> [PROMPT 1] Reproduce the whole article on tenants' bills below word for word.

# SOURCE PASSAGE start

Confused about which bills are – and aren’t – your responsibility when living in a rental property? Here’s the lowdown.
By Esther ShawJanuary 31, 2019 00:00
As a tenant, rent will be your biggest housing cost each month – and a bill that you expect to pay.
But what about all the other bills you face each month, such as energy, water and council tax, not to mention home insurance and the TV licence?
We look at which bills must be paid by you, the tenant, and which bills must be paid by your landlord.
You will be responsible for paying council tax to the council. The amount you pay depends on your property’s valuation, the banding of your property, and your local authority.
To find out more about your council tax, contact your local council.
Be aware that reductions are available for certain individuals, such as those who claim benefits or have a low income.
Equally, if you live alone – or just with children under 18 – you get a 25% discount.
There are also exemptions in some situations, such as if you are a full-time student.
When living in a rental property, you are required to pay the gas and electricity bills.
Note, though, that in some cases, the electricity and gas bills may be in your landlord’s name. If you’re not sure who is responsible, check your tenancy agreement.

# SOURCE PASSAGE end
# GIVEN RECORDS start

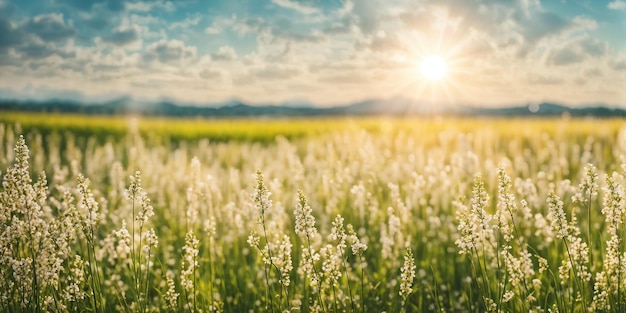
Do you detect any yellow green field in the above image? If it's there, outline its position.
[0,113,626,312]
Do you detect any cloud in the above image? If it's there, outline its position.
[102,27,139,47]
[272,0,319,15]
[607,0,626,10]
[527,73,564,85]
[254,65,301,79]
[546,37,609,65]
[211,46,237,61]
[144,39,197,63]
[580,37,609,57]
[198,69,224,81]
[126,0,175,12]
[0,14,24,53]
[61,0,126,12]
[17,42,76,59]
[23,14,76,42]
[169,15,202,29]
[233,17,270,35]
[204,15,237,35]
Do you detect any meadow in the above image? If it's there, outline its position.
[0,113,626,312]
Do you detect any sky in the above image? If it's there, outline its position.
[0,0,626,107]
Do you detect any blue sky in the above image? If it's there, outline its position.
[0,0,626,106]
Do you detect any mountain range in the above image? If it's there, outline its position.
[0,97,626,118]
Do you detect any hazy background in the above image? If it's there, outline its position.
[0,0,626,106]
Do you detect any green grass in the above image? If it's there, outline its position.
[0,113,626,312]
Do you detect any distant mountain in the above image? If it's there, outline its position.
[0,97,626,118]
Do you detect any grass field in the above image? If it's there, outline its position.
[0,113,626,312]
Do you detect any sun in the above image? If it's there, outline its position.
[420,55,448,81]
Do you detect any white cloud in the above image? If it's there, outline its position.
[126,0,174,12]
[204,15,237,35]
[211,46,237,61]
[272,0,319,15]
[144,39,197,63]
[607,0,626,10]
[170,15,202,29]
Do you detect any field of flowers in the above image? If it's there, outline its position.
[0,117,626,312]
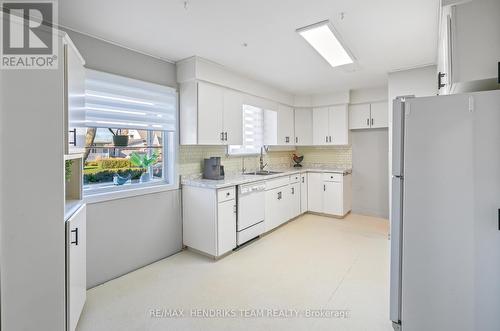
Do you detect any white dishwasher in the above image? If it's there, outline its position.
[236,182,266,246]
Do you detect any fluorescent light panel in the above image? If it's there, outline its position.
[297,21,354,67]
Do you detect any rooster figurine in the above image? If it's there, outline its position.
[292,153,304,168]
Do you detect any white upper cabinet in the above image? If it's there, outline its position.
[313,107,329,145]
[349,103,370,129]
[436,0,500,94]
[180,82,243,145]
[295,108,313,146]
[277,104,295,145]
[349,101,389,130]
[198,82,225,145]
[329,105,349,145]
[313,105,349,145]
[370,101,389,129]
[222,89,243,145]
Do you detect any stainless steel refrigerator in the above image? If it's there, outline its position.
[390,90,500,331]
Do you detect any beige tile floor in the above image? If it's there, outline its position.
[78,214,392,331]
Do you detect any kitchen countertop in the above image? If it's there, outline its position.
[181,167,352,189]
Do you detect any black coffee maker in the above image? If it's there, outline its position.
[203,157,224,180]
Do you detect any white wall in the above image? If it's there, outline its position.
[350,86,387,103]
[388,65,437,220]
[66,30,182,287]
[350,86,389,218]
[351,129,389,219]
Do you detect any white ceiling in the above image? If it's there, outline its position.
[59,0,438,94]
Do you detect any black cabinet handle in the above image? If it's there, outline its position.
[70,228,78,246]
[438,72,446,90]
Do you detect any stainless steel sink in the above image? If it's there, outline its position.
[244,170,281,176]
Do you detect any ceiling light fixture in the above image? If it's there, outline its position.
[296,20,354,67]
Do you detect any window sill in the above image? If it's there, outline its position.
[84,183,179,204]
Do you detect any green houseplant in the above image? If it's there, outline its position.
[130,152,158,183]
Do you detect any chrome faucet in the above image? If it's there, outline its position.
[259,146,267,171]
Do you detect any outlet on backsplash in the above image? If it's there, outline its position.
[179,145,352,176]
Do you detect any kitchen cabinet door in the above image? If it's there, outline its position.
[323,181,343,216]
[64,45,87,154]
[300,174,309,214]
[278,105,295,145]
[349,103,370,130]
[307,172,324,213]
[313,107,329,145]
[198,82,224,145]
[295,108,313,146]
[66,205,87,331]
[329,105,349,145]
[217,199,236,256]
[370,101,389,129]
[223,89,243,145]
[264,186,286,232]
[290,183,301,222]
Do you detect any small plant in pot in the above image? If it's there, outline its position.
[130,152,158,183]
[108,128,128,146]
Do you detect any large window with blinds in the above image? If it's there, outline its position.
[70,70,177,195]
[228,104,264,155]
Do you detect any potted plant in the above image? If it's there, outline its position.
[130,152,158,183]
[108,128,128,146]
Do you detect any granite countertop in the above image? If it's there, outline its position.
[181,167,352,189]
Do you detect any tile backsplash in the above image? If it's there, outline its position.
[179,145,352,176]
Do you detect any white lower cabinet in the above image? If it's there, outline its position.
[182,186,236,257]
[66,205,87,331]
[300,173,309,214]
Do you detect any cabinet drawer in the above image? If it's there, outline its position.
[323,172,343,182]
[290,174,300,184]
[266,176,290,191]
[217,186,236,203]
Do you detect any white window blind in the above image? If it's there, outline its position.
[78,69,177,131]
[228,105,264,155]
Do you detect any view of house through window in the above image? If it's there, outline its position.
[83,128,168,191]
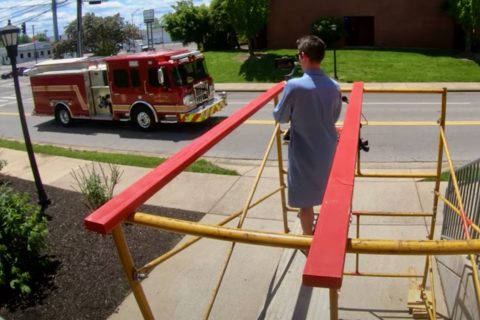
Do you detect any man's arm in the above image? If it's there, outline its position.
[273,82,293,123]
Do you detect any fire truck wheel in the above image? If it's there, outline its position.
[132,107,155,131]
[55,105,72,127]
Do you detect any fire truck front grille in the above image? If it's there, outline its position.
[193,81,208,105]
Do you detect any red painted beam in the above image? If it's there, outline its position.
[303,82,363,289]
[84,82,284,234]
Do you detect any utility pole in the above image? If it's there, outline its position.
[32,24,38,63]
[52,0,60,42]
[77,0,83,58]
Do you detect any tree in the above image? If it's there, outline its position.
[61,13,140,56]
[443,0,480,54]
[35,32,48,41]
[207,0,240,49]
[225,0,268,56]
[53,39,77,59]
[163,0,212,49]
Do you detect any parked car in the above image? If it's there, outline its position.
[0,67,30,79]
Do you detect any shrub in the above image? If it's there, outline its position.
[311,17,345,47]
[0,184,50,298]
[0,159,7,171]
[70,162,123,210]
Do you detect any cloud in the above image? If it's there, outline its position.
[0,0,211,36]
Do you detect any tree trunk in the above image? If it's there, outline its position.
[463,28,472,56]
[248,38,255,57]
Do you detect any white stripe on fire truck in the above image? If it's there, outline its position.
[32,85,88,110]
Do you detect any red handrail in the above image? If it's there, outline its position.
[84,82,285,234]
[303,82,363,289]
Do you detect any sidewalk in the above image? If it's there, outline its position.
[0,149,447,320]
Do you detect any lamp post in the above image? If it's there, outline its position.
[0,20,51,213]
[330,23,338,80]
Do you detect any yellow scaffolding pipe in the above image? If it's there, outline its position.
[112,225,154,320]
[204,123,282,319]
[137,188,282,274]
[129,212,480,255]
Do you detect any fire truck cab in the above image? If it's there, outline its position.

# GIVEN RECORDS end

> [PROMPT 2] Count the lines of the listing above that contain the string "ceiling", treating case as significant. Reply with the number alone.

> [EXPECTED ANSWER 1]
Confused about which bills are – and aren’t – your responsibility when living in a rental property? Here’s the lowdown.
By Esther ShawJanuary 31, 2019 00:00
As a tenant, rent will be your biggest housing cost each month – and a bill that you expect to pay.
But what about all the other bills you face each month, such as energy, water and council tax, not to mention home insurance and the TV licence?
We look at which bills must be paid by you, the tenant, and which bills must be paid by your landlord.
You will be responsible for paying council tax to the council. The amount you pay depends on your property’s valuation, the banding of your property, and your local authority.
To find out more about your council tax, contact your local council.
Be aware that reductions are available for certain individuals, such as those who claim benefits or have a low income.
Equally, if you live alone – or just with children under 18 – you get a 25% discount.
There are also exemptions in some situations, such as if you are a full-time student.
When living in a rental property, you are required to pay the gas and electricity bills.
Note, though, that in some cases, the electricity and gas bills may be in your landlord’s name. If you’re not sure who is responsible, check your tenancy agreement.

> [EXPECTED ANSWER 2] 2